### [Fragmento proporcionado]

·····

Mi ama lleva un par de semanas aquejada de una rara
enfermedad que yo, en mi ignorancia de la fisiología humana, desconozco
completamente. Dado que sé que algunos de los lectores de este blog están más
versados en medicina simia que una servidora, he decidido proceder a la
descripción de sus síntomas por si alguien desea darme algún consejo al
respecto. He bautizado este extraño estado como síndrome de Copenhague, visto que
Estocolmo ya estaba cogido.
El síndrome de Copenhague, también conocido como síndrome
Ikea, suele manifestarse en adultos de ambos sexos, con mayor incidencia en
aquellos individuos instalados en la precariedad económica y vital. Aqueja
especialmente, pero no exclusivamente, a personas en la veintena o la
treintena, y algunos estudios apuntan a que podría tener mayor impacto en
grupos poblacionales migrantes. Se trata de un mal todavía muy poco estudiado y
del que existe aún poca bibliografía específica.
En el caso de mi ama, los síntomas aparecen
predominantemente tras la caída de sol y la duración de los episodios oscila en
función de lo que tarde en llegar a casa. La paciente observa inquisitivamente
las ventanas brillantes de los edificios de la ciudad y curiosea disimuladamente
tras los cristales de los hogares, cafés y restaurantes que se va topando en su
camino. Cuando lo hace suele descubrir residencias impecablemente decoradas e
interiores iluminados con velas porque, para agravar aún más su situación, en
Dinamarca no existen las persianas. La moral protestante impone que, aunque no
tengas nada que ocultar en tu entorno, tampoco tengas la manera de hacerlo.
El síndrome de Copenhague viene acompañado de un constante
sentimiento de extrañamiento puesto que el enfermo tiene la sensación de ser un
mero espectador de las vidas que suceden ante sus ojos y que, al igual que las existencias
perfectas que intenta vender cada decorado de Ikea, percibe que no están a su
alcance y que, inevitablemente, son más felices y completas que la suya. A
pesar de que no se han registrados casos de delirio ni de pérdida de contacto
con la realidad, una persona que sufre de síndrome de Copenhague tiene la
impresión de que puede intuir nítidamente esas otras vidas que se desarrollan
en una dimensión paralela a la suya.

·····

Descripciones de regiones en lenguaje natural:

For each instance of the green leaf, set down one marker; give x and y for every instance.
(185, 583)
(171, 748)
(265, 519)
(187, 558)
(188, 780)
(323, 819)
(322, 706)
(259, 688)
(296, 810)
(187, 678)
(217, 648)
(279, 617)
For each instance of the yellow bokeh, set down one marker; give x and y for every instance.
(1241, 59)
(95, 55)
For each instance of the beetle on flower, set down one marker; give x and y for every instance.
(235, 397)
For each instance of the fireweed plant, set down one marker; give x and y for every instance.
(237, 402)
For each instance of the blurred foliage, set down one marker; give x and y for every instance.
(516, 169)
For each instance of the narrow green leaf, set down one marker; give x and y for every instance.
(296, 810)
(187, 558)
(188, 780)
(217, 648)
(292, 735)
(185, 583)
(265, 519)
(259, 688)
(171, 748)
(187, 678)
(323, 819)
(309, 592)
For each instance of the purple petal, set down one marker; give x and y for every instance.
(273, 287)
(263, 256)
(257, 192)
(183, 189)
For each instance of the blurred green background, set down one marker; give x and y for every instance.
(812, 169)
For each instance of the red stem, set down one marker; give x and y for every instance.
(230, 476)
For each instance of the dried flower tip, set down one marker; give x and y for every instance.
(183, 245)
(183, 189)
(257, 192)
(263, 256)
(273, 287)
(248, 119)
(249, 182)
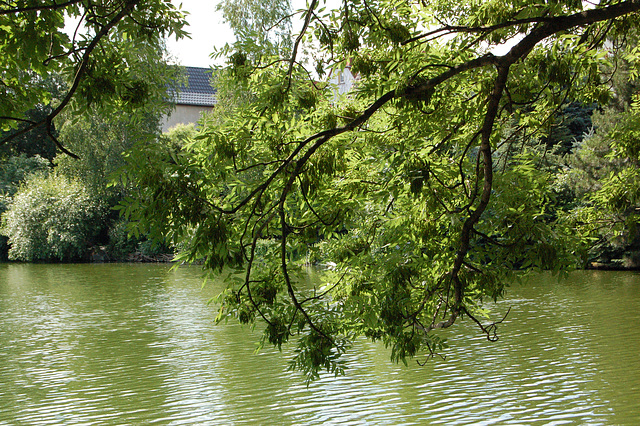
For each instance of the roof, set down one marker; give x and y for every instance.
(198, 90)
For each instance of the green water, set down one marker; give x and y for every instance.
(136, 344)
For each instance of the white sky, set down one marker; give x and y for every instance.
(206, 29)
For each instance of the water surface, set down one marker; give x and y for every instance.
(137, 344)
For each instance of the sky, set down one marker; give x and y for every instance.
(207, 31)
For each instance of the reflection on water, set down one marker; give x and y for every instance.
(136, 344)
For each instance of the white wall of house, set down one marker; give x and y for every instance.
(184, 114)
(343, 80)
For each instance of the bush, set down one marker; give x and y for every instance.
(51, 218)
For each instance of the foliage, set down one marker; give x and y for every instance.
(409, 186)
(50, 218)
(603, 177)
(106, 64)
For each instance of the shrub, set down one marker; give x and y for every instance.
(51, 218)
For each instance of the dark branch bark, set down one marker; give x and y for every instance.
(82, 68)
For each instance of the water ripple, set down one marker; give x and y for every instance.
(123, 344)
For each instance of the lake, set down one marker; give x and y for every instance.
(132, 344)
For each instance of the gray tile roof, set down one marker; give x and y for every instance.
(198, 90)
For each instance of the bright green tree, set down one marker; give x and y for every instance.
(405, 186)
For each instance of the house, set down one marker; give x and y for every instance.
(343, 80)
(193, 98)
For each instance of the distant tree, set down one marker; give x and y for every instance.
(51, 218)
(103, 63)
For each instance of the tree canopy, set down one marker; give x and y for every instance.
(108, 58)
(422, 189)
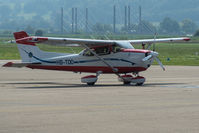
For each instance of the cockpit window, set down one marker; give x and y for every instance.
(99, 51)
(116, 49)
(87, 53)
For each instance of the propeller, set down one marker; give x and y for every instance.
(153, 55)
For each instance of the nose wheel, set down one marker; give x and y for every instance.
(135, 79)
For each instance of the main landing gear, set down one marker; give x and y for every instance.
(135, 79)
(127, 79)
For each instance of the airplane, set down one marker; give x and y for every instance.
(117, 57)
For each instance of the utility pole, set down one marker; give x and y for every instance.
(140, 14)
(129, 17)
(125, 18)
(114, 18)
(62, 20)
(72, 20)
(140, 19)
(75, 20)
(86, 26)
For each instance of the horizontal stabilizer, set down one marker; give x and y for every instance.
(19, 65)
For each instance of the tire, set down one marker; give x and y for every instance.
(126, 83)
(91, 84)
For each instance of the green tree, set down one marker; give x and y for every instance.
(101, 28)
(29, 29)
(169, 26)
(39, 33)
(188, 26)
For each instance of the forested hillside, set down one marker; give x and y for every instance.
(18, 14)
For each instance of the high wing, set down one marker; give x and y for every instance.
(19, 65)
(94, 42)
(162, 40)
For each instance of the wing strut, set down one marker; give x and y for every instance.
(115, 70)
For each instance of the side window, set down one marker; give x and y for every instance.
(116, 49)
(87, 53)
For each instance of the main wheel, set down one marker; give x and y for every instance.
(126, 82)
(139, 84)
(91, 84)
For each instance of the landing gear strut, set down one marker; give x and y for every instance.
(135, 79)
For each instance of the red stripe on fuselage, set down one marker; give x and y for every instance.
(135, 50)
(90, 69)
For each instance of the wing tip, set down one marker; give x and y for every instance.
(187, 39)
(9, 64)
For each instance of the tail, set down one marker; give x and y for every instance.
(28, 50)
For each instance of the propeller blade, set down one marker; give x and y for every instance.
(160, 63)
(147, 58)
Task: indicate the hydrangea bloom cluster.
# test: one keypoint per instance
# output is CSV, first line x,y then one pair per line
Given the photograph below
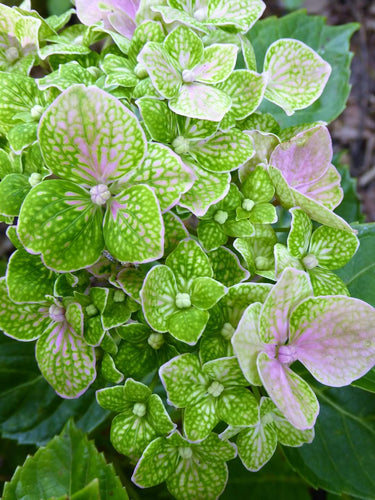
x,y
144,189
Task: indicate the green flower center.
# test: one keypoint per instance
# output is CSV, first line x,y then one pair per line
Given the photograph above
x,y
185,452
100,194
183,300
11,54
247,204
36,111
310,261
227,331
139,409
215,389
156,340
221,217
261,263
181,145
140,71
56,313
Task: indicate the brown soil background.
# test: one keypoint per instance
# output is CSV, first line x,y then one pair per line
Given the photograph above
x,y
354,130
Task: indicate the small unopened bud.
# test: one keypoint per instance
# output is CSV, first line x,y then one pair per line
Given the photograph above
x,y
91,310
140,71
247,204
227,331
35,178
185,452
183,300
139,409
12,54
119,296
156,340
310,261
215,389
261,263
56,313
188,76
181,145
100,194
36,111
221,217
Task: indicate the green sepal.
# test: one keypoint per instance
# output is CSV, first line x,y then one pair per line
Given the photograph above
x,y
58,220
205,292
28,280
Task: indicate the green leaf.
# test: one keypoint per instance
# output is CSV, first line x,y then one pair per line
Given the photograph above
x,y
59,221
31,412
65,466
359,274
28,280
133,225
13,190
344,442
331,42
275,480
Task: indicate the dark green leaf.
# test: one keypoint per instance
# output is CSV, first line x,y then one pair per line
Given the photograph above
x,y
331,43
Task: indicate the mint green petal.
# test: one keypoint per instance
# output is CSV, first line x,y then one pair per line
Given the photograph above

·····

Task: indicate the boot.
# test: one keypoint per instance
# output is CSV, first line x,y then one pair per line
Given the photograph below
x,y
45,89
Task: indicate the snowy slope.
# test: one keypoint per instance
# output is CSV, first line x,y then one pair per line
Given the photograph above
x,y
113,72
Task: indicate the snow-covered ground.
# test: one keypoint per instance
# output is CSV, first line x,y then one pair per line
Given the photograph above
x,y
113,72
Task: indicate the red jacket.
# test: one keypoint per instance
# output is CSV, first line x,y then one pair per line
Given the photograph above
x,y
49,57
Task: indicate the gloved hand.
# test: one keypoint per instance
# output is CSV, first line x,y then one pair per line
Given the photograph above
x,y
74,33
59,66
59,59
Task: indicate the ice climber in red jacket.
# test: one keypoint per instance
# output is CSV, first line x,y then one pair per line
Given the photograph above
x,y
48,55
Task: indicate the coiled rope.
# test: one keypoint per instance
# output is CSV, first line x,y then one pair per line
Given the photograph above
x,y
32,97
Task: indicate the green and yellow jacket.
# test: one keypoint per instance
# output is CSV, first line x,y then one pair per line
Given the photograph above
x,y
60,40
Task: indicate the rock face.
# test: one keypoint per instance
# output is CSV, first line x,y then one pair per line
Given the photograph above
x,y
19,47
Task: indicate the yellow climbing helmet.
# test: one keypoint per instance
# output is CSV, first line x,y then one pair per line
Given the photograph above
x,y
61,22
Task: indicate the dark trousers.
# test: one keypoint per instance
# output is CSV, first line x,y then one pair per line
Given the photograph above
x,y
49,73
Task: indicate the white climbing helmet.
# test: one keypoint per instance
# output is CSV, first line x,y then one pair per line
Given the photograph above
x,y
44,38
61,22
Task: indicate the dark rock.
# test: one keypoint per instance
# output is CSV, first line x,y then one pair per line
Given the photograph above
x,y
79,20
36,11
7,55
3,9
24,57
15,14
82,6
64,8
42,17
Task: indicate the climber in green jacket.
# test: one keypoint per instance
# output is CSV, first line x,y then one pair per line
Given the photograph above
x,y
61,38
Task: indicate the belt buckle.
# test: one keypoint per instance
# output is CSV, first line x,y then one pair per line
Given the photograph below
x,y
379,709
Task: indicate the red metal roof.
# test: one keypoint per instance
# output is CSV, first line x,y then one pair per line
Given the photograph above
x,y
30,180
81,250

·····

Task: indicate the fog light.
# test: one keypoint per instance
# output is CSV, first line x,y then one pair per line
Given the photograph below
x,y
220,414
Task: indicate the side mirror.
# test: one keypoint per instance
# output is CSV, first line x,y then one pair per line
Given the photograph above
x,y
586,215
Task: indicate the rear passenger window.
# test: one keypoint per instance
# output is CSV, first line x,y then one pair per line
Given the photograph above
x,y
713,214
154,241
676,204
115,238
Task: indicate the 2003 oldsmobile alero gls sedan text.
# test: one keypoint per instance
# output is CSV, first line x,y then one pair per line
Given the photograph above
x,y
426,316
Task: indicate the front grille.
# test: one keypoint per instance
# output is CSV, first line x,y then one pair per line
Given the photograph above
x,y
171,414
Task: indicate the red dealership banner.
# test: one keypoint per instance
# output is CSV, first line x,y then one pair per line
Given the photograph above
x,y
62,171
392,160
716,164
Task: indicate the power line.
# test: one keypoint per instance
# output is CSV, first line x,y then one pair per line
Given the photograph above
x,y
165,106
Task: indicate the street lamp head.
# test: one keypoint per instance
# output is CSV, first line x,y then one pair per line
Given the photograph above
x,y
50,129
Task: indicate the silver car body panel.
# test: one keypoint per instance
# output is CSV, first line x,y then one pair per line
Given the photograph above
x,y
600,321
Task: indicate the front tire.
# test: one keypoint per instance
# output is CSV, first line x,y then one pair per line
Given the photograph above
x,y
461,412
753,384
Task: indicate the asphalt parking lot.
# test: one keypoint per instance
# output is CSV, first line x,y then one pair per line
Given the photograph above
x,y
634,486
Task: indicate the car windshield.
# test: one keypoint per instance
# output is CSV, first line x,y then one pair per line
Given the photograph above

·····

### [Tareas por completar]
A: Reescribe el texto sobre el síndrome de Copenhague desde "El síndrome de Copenhague, también" hasta "poca bibliografía específica.", sustituyendo "bibliografía" por "literatura".
B: Según el texto sobre el síndrome de Copenhague, ¿con qué otro nombre se conoce este síndrome?

### [Soluciones del ejercicio]
A:
El síndrome de Copenhague, también conocido como síndrome
Ikea, suele manifestarse en adultos de ambos sexos, con mayor incidencia en
aquellos individuos instalados en la precariedad económica y vital. Aqueja
especialmente, pero no exclusivamente, a personas en la veintena o la
treintena, y algunos estudios apuntan a que podría tener mayor impacto en
grupos poblacionales migrantes. Se trata de un mal todavía muy poco estudiado y
del que existe aún poca literatura específica.

B: Síndrome Ikea.